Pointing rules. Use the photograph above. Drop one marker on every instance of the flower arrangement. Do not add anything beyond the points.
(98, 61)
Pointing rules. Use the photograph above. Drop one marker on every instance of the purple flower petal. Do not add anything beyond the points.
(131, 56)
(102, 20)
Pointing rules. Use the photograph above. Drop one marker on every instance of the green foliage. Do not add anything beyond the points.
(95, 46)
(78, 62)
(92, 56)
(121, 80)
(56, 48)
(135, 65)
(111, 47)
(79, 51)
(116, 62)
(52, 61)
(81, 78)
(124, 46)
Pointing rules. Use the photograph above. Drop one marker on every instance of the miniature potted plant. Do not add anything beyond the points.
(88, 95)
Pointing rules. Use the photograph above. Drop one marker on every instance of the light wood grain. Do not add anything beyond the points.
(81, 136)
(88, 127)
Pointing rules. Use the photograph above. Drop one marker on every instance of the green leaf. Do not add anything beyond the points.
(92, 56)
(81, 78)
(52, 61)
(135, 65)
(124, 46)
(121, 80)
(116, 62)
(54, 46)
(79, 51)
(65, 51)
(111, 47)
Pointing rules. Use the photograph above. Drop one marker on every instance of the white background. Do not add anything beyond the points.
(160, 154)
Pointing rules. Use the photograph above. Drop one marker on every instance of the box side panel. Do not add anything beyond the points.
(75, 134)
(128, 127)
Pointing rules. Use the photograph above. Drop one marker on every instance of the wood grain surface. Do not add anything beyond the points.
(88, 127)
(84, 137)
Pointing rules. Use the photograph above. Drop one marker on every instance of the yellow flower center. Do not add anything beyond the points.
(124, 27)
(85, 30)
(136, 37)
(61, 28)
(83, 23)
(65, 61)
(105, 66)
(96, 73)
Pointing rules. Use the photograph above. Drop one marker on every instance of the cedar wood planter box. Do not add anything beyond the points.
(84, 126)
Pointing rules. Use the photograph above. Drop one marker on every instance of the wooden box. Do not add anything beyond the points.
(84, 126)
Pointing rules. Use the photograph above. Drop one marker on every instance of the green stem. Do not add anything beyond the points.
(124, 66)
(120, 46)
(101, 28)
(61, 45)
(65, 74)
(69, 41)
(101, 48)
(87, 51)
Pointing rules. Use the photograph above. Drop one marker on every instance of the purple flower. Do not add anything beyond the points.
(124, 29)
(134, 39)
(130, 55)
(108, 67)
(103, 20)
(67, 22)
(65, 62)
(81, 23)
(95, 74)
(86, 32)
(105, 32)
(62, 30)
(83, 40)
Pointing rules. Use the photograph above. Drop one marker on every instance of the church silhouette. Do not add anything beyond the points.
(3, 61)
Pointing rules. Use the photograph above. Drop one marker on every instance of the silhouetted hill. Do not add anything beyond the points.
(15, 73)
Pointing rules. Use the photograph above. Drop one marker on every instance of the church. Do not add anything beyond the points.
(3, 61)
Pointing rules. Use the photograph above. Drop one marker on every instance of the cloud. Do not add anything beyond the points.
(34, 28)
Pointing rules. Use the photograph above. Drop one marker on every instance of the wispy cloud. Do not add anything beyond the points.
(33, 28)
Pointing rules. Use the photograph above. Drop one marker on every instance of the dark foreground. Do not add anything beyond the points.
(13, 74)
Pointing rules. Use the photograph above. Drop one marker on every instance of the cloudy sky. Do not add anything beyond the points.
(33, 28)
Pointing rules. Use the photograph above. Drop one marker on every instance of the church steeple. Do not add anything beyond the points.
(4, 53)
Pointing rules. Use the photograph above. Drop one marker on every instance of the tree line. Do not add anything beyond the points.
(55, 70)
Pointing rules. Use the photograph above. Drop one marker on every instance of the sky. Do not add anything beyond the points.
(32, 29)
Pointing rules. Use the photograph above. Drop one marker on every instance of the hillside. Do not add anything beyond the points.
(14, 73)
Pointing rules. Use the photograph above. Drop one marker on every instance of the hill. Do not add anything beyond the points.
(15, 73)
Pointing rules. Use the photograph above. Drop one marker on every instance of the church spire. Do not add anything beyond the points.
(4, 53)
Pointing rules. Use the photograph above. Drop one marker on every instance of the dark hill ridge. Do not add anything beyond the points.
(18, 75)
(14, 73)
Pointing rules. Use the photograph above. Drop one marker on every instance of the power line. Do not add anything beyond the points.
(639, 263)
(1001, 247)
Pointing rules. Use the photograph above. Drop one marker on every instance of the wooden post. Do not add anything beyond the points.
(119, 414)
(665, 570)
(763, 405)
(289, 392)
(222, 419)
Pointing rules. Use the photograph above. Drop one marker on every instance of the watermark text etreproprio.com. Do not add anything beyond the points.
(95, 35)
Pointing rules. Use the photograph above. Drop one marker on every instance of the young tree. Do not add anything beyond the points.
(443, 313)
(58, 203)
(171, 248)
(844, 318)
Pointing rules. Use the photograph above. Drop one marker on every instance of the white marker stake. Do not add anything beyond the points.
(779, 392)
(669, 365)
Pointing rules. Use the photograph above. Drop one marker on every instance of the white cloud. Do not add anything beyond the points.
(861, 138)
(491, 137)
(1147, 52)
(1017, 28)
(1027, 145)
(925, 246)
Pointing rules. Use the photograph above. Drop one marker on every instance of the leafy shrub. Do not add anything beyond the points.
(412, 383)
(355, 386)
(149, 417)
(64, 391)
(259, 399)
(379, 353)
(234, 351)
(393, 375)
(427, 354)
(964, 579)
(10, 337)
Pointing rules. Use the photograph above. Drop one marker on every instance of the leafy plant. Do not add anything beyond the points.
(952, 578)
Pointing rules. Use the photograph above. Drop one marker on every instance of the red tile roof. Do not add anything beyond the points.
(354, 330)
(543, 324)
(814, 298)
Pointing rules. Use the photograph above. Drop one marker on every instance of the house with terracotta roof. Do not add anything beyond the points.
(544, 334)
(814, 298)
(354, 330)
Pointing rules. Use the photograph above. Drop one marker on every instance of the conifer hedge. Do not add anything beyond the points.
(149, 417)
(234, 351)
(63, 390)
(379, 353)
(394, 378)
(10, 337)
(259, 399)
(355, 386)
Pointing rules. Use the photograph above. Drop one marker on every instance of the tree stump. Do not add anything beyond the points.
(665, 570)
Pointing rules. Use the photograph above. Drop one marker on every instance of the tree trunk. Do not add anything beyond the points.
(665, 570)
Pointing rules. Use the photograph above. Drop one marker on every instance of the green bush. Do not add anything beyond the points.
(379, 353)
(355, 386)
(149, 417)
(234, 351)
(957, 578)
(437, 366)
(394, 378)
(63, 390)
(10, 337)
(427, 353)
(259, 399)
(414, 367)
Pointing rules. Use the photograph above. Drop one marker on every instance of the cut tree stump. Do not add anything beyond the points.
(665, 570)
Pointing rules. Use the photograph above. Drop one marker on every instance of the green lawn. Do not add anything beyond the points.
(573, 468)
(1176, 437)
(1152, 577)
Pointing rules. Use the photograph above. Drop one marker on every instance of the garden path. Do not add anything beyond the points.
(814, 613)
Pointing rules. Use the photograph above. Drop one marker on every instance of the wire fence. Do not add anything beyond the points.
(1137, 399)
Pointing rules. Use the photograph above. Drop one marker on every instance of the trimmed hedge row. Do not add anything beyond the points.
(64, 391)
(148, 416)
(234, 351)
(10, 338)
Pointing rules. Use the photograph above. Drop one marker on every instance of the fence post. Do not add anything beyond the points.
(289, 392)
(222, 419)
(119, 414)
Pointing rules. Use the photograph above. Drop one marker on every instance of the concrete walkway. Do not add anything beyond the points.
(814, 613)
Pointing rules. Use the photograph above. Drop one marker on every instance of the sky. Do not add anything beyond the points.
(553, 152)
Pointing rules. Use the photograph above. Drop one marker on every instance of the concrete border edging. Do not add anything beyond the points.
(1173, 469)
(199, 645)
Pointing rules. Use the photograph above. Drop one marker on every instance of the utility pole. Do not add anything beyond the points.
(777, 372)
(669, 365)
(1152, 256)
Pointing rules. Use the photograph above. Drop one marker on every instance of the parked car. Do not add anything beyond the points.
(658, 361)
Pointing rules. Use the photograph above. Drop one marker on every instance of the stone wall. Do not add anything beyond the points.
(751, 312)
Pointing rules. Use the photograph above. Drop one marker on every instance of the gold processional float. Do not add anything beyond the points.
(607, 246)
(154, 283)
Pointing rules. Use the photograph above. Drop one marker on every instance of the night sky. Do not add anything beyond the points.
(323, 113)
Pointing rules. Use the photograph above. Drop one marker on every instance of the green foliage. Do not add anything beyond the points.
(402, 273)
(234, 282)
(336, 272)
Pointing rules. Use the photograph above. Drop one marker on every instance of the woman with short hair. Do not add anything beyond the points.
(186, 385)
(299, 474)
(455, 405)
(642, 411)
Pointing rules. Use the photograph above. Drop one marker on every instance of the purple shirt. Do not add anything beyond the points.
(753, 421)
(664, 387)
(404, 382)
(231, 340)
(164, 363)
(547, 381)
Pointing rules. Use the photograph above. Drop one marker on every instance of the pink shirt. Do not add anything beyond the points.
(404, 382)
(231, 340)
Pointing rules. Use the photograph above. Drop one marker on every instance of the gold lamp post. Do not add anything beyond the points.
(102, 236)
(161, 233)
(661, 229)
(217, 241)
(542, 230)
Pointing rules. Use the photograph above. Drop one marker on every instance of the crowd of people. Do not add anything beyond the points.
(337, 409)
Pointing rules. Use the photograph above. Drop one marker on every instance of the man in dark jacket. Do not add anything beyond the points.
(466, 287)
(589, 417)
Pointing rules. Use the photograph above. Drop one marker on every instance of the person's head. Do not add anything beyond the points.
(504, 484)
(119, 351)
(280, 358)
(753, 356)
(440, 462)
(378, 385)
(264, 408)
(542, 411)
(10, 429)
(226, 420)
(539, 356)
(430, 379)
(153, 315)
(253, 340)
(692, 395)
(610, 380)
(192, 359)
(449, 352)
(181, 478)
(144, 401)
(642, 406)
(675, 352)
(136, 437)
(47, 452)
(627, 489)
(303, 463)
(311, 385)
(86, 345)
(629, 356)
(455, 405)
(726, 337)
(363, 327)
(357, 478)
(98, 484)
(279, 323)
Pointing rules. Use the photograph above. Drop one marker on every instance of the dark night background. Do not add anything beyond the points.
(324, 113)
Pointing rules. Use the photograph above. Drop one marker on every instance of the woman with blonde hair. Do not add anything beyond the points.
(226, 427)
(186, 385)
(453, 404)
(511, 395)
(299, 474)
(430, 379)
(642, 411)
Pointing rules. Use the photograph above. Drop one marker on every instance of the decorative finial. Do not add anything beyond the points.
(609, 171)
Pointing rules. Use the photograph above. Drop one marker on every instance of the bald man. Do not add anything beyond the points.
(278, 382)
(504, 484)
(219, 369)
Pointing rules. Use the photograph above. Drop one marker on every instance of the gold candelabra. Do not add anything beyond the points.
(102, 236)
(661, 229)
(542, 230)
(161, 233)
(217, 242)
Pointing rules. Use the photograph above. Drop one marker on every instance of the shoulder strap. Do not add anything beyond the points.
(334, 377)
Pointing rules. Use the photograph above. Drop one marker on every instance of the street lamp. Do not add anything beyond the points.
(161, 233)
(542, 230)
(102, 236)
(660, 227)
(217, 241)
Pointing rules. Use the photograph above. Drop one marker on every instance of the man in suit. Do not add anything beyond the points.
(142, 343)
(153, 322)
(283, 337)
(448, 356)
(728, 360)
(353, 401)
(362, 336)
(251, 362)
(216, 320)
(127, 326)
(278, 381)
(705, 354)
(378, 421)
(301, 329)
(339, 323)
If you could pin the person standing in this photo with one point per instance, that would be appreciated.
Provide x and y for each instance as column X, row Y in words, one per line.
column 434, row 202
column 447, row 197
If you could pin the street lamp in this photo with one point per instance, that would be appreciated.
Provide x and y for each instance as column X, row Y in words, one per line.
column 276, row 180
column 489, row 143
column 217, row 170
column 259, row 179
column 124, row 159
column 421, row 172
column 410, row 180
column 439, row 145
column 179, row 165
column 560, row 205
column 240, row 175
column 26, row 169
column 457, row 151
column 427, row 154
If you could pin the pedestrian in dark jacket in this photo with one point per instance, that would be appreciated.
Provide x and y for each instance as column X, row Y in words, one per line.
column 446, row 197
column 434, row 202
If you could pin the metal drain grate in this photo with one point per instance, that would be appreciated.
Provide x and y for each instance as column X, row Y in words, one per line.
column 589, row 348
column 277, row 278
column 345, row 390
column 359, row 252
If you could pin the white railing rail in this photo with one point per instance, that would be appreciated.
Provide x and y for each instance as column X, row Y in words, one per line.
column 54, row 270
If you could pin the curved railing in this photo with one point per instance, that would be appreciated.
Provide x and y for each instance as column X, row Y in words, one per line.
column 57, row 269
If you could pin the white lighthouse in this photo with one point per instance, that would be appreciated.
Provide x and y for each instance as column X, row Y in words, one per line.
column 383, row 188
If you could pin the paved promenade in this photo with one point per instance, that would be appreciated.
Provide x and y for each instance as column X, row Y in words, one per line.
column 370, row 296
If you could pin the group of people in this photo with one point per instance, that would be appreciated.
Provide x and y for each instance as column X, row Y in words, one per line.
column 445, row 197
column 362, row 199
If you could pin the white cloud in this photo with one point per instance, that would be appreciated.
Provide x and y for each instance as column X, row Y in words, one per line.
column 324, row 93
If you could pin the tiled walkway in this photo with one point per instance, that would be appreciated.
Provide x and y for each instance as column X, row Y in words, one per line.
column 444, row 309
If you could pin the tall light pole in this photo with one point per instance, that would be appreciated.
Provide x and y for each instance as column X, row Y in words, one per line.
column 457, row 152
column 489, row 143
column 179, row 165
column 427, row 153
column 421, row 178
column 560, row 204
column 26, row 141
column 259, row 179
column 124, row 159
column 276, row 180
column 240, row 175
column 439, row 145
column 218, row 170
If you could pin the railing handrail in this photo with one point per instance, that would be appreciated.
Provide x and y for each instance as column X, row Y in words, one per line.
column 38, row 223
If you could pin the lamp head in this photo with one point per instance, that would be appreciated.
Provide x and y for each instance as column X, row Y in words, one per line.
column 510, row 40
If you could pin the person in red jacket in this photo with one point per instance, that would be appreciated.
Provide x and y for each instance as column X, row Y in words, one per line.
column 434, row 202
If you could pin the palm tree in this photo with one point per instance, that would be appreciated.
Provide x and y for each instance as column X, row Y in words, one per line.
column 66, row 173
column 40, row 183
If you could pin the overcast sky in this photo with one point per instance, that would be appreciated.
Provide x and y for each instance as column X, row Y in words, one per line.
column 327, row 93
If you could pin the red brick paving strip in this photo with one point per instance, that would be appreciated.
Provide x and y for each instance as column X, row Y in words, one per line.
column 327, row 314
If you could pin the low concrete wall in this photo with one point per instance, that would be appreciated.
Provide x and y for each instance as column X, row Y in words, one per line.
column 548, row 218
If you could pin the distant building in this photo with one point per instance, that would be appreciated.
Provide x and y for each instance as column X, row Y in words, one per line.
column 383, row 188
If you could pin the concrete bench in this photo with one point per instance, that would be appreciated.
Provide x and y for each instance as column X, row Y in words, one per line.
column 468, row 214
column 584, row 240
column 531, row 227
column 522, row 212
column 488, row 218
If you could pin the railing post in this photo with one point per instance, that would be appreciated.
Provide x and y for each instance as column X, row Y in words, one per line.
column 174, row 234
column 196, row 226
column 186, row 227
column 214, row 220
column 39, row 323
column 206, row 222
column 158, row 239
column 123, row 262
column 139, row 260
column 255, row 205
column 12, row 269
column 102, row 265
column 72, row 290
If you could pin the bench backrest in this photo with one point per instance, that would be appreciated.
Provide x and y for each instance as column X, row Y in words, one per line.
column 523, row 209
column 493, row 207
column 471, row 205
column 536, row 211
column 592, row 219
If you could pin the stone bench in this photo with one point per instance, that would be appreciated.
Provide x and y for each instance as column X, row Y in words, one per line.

PROBLEM REQUIREMENTS: Only lines that include "bench" belong in the answer; copy all of them from the listing.

COMPLETED TASK:
If you could pin the concrete bench in this photo with one point per instance, that would be appreciated.
If you could pin the bench backrest in this photo with one point per instance, that would be appreciated.
If you could pin the stone bench in this photo with one point per instance, that would be appreciated.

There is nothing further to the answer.